What this exercise asks —
1) In the heavy-light decomposition passage, list every condition stated in the paragraph that begins "Assume that nodes are numbered."
2) Repeat a portion of the heavy-light decomposition passage word for word. Begin at the words "Heavy Light decomposition" and stop after "of below example.".
3) Write what comes next in the heavy-light decomposition passage, starting right after its final sentence.

Supplied passage —
= = = = = = =
Heavy Light decomposition (HLD) is one of the most used techniques in competitive programming.
Example Problem: Let us understand Heavy-light decomposition (HLD) with the help of below example.
Suppose we have an unbalanced tree (not necessarily a Binary Tree) of n nodes, and we have to perform operations on the tree to answer a number of queries, each can be of one of the two types:
- change(a, b): Update weight of the ath edge to b.
- maxEdge(a, b): Print the maximum edge weight on the path from node a to node b. For example maxEdge(5, 10) should print 25.
Assume that nodes are numbered from 1 to n. There must be n-1 edges. Edge weights are natural numbers. Also assume that both type of queries are interspersed (approximately equal in number), and hence no type can be sidelined to compromise on complexity.
Simple Solution: A Simple solution is to traverse the complete tree for any query. Time complexity of every query in this solution is O(n).
= = = = = = =
Dataset content —
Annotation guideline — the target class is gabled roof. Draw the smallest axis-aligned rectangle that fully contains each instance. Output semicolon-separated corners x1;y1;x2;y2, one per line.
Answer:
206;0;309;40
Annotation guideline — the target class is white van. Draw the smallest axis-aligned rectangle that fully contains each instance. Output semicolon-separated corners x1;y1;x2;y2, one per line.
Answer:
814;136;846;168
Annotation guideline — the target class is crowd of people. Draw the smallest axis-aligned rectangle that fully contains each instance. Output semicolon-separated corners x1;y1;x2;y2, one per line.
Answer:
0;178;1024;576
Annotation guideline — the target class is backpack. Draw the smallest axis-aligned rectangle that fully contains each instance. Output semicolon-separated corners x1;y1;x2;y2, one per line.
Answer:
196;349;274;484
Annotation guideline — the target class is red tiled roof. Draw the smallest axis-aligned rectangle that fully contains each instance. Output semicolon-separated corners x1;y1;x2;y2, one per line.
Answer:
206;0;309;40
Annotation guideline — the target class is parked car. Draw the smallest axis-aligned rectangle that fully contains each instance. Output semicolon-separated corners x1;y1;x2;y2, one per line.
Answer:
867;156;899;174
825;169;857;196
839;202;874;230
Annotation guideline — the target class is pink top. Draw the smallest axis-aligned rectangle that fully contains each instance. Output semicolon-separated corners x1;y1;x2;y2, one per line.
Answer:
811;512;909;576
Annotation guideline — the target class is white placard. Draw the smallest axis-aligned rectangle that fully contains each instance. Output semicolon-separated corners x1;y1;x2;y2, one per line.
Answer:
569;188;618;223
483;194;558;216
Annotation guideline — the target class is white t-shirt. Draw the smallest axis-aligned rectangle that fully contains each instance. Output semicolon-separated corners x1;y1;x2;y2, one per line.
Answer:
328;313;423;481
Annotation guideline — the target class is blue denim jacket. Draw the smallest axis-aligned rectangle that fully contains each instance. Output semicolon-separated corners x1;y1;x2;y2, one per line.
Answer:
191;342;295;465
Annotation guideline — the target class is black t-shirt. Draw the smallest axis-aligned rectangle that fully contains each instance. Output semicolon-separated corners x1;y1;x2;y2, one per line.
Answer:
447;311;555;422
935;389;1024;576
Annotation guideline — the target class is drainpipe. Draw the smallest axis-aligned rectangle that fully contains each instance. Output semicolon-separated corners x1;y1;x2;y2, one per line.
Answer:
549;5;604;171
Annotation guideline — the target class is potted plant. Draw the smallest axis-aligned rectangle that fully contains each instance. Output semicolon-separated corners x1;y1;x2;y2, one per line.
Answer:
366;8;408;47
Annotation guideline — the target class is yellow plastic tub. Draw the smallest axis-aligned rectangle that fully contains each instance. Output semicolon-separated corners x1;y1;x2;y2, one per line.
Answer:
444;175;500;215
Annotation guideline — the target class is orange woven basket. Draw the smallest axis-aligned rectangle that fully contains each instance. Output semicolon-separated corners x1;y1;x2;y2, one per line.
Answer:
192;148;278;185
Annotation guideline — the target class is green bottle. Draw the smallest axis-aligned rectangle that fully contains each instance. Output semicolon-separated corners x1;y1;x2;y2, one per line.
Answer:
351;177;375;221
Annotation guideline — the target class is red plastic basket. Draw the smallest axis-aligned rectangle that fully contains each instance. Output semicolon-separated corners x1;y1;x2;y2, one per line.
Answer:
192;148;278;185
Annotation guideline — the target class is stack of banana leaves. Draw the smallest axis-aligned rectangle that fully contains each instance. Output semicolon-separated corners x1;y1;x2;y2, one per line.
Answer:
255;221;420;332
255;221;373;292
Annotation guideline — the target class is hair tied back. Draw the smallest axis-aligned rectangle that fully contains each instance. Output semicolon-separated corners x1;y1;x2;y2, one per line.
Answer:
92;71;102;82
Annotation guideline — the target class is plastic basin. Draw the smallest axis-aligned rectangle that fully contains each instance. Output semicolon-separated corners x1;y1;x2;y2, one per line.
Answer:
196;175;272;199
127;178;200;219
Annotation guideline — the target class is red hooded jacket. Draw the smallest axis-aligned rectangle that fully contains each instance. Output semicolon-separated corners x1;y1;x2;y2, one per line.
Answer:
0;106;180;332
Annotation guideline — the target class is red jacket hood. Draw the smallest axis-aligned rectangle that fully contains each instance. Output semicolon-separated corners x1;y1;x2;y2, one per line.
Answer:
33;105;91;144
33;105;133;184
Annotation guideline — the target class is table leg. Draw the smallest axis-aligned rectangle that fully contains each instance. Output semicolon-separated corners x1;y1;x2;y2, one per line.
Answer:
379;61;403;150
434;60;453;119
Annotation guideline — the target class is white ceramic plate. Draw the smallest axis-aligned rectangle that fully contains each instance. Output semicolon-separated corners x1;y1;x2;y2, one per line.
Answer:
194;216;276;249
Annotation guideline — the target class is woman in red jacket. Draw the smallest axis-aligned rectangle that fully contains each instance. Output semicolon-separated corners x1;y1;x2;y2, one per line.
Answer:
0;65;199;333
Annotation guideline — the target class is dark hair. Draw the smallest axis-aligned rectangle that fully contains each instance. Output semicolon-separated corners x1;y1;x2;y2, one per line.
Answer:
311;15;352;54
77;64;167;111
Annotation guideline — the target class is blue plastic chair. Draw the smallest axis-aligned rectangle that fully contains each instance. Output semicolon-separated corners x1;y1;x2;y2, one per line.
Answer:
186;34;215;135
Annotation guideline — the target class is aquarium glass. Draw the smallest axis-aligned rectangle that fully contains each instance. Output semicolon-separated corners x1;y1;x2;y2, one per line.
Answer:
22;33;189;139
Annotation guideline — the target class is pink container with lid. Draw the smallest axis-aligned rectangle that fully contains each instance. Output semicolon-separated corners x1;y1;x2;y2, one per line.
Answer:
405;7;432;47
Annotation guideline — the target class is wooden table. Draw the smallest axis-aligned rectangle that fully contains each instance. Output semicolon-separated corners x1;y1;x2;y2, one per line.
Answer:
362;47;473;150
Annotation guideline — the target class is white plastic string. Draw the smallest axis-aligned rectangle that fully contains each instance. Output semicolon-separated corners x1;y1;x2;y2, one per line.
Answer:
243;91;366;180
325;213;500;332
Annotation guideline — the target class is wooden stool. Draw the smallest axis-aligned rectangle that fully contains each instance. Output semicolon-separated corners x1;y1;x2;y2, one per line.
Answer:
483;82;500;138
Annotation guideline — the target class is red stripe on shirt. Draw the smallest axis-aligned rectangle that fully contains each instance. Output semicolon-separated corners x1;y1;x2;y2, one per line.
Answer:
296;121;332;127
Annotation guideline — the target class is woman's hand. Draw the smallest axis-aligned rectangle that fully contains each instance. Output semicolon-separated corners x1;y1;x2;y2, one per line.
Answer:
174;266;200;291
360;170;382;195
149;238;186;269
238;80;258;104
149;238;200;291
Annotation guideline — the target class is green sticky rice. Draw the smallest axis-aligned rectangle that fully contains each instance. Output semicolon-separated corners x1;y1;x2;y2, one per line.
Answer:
= = = = = = =
Results for the exercise —
1)
- Nodes are numbered from 1 to n.
- There must be n-1 edges.
- Edge weights are natural numbers.
- Both types of queries are interspersed and approximately equal in number.

2)
Heavy Light decomposition (HLD) is one of the most used techniques in competitive programming.
Example Problem: Let us understand Heavy-light decomposition (HLD) with the help of below example.

3)
Upon careful observation of the two operations, we realize that we have seen them somewhere. Eureka! Segment Trees. A Segment Tree can be used to perform both types in O(log(n)). But wait! A Segment Tree can be built from a one-dimensional array / chain (set of nodes linked one after another), and what we have here is a tree. So, can we reduce the tree to chains?
The HLD based solution discussed in the post takes O(log2(n)) for maxEdge() and O(log n) for change().
HLD of a rooted tree is a method of decomposing the vertices of the tree into disjoint chains (no two chains share a node), to achieve important asymptotic time bounds for certain problems involving trees.
HLD can also be seen as ‘coloring’ of the tree’s edges. The ‘Heavy-Light’ comes from the way we segregate edges. We use size of the subtrees rooted at the nodes as our criteria.
An edge is heavy if size(v) > size(u) where u is any sibling of v. If they come out to be equal, we pick any one such v as special.
change(u, v) operation:
Since Segment Tree is used as underlying data structure to represent individual chains, change is done using update of segment tree. So the time complexity of change operation is O(Log n).
maxEdge(u, v) operation:
- We first find LCA of two nodes. Say node u is 11 and node v is 9. Their LCA is node 1.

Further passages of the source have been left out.